_Task objective_
Every line with "light" in it must be copied from the data.

Collection entries
★ ★ ★ ★ ★ ★ ★

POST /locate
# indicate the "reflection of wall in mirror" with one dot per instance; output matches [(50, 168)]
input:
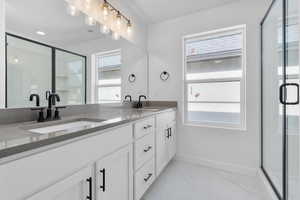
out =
[(134, 60)]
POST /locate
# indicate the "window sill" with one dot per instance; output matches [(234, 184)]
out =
[(214, 126)]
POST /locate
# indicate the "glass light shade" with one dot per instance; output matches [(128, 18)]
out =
[(105, 29), (72, 10), (90, 21), (129, 28), (118, 21), (87, 4), (115, 36), (105, 10)]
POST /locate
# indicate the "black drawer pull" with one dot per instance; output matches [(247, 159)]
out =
[(148, 126), (148, 177), (148, 149), (90, 197), (102, 171)]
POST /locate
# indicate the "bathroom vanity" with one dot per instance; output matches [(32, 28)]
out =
[(117, 159)]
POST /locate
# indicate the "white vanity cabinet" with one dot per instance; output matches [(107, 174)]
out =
[(117, 164), (114, 176), (39, 173), (144, 148), (165, 139), (75, 187)]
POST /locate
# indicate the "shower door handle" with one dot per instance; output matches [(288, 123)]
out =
[(283, 94)]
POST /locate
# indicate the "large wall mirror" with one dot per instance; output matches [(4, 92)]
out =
[(48, 50)]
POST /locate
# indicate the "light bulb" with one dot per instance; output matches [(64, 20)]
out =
[(105, 9), (72, 10), (90, 21), (118, 20), (104, 29), (87, 4), (16, 60), (129, 27), (115, 36)]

★ ★ ★ ★ ★ ★ ★

_Response area_
# indicate the "glass light shade" with one dot per instance; output matches [(128, 18)]
# indicate the "light bulb" with one dot per instance; output matches [(64, 20)]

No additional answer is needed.